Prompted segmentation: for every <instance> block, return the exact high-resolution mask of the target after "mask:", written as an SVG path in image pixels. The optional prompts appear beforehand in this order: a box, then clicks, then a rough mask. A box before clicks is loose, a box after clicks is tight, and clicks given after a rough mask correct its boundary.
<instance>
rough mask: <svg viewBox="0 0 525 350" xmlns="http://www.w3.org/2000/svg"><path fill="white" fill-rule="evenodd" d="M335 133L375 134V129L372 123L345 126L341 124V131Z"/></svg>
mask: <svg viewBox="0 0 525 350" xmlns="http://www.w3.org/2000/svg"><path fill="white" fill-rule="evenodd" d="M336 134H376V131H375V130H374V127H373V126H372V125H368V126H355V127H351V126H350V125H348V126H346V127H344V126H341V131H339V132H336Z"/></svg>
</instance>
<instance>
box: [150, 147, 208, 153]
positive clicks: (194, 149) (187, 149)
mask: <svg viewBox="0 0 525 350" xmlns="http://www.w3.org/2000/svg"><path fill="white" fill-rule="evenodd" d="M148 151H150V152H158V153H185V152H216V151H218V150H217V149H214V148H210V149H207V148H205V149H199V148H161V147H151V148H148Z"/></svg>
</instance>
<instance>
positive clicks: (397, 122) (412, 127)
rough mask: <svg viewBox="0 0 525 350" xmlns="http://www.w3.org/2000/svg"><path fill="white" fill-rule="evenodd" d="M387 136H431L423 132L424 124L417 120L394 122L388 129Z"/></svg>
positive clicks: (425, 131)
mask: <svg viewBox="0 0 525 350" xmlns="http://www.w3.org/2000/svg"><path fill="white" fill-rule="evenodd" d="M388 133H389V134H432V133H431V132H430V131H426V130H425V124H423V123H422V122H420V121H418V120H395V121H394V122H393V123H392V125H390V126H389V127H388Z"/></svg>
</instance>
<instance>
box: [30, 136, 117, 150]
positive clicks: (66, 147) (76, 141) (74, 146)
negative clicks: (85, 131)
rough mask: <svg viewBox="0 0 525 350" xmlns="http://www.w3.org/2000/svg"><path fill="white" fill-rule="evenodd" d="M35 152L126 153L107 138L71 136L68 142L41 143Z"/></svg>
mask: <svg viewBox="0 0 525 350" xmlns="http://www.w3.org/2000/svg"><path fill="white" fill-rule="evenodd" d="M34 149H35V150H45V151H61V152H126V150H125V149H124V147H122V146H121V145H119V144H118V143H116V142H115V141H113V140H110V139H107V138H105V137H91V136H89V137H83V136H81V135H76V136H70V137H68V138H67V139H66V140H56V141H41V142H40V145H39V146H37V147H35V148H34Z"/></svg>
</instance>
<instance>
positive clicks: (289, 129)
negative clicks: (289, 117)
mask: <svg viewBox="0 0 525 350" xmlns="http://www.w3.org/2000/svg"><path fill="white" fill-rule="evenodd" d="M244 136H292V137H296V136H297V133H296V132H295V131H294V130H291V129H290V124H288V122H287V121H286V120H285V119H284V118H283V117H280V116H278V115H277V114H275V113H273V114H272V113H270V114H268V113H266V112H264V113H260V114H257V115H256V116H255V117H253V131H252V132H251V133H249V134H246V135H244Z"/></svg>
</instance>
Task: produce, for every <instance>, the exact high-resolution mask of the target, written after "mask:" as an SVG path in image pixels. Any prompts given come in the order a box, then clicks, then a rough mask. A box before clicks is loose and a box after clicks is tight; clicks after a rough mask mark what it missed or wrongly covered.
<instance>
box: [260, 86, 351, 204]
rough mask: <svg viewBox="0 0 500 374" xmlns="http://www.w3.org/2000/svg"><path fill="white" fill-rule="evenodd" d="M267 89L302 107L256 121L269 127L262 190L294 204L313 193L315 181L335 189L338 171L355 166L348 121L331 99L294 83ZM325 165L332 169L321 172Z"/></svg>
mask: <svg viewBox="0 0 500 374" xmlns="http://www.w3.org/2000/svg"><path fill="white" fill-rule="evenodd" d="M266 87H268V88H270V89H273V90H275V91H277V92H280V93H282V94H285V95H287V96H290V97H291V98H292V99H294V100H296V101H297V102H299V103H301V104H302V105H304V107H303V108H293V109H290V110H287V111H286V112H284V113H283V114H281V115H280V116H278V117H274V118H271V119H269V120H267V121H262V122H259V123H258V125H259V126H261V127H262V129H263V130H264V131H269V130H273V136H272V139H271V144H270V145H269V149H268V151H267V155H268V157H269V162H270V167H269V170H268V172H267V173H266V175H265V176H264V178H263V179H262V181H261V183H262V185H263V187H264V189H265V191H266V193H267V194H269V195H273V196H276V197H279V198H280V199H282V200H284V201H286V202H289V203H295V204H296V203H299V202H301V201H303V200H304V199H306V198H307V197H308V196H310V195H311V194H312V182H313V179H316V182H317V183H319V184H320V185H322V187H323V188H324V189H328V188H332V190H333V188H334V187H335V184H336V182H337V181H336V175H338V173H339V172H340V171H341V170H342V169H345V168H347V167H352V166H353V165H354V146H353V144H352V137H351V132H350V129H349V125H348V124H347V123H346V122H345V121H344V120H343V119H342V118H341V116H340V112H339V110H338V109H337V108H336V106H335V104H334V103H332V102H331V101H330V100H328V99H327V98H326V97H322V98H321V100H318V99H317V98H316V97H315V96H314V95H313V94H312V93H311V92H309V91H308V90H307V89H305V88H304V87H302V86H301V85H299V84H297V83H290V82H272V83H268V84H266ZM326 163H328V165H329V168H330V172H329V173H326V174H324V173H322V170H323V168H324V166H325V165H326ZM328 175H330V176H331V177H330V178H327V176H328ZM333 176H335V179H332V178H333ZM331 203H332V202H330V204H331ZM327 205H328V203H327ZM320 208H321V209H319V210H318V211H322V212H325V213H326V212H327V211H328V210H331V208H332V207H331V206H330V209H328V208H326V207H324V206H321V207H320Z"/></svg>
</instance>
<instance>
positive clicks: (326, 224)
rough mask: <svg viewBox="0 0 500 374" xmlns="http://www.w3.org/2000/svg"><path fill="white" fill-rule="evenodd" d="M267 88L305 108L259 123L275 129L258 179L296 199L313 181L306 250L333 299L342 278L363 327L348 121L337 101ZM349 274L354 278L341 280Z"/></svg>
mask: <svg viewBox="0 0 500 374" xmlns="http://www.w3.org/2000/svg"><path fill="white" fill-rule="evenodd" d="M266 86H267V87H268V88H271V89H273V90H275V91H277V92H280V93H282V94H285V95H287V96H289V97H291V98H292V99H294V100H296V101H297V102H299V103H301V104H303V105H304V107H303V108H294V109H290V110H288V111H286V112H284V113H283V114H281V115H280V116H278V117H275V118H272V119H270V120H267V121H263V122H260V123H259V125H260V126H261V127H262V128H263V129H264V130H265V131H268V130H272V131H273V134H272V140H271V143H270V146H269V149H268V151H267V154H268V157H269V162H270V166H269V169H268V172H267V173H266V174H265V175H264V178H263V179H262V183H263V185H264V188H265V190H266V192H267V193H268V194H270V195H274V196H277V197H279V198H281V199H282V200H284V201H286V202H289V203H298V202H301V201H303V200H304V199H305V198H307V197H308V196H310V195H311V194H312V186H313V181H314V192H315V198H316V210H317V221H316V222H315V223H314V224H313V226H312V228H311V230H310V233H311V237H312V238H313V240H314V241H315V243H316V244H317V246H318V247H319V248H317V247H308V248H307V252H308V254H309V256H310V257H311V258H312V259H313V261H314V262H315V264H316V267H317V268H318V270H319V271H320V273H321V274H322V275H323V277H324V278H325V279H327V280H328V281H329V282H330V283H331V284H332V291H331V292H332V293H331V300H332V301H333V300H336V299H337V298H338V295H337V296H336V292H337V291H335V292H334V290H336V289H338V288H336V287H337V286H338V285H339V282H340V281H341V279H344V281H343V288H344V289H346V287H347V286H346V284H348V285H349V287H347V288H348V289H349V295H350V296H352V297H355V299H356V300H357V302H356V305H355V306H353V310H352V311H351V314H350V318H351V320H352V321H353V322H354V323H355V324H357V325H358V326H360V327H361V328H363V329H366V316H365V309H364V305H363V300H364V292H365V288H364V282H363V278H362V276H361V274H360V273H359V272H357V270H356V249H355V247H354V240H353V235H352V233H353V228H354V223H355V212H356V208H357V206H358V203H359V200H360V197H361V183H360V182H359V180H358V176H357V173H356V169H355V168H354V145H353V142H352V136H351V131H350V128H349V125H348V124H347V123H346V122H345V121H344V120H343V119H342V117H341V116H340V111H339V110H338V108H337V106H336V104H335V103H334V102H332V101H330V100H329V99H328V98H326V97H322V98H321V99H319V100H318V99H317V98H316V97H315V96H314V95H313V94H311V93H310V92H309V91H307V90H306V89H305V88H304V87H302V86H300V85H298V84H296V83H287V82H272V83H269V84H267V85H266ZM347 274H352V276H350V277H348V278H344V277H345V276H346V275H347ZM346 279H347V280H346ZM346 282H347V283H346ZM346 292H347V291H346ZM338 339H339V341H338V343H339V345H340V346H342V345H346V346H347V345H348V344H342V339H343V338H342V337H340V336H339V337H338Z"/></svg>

ABOUT THIS EXERCISE.
All lines in the entries above that hold the word "given" need to be copied.

TASK OUTPUT.
Prompted segmentation: for every <instance> block, return the exact high-resolution mask of the target after "mask:", written as an SVG path in image pixels. The optional prompts appear beforehand in this order: a box, then clicks, then a rough mask. A box before clicks is loose, a box after clicks is tight, and clicks given after a rough mask correct its boundary.
Task: produce, for every <instance>, the exact high-resolution mask of the target, written after "mask:" as an SVG path in image pixels. Any prompts given come in the order a box, then clicks, then a rough mask. A box before clicks is loose and a box after clicks is tight; clicks after a rough mask mark what it missed or wrongly covered.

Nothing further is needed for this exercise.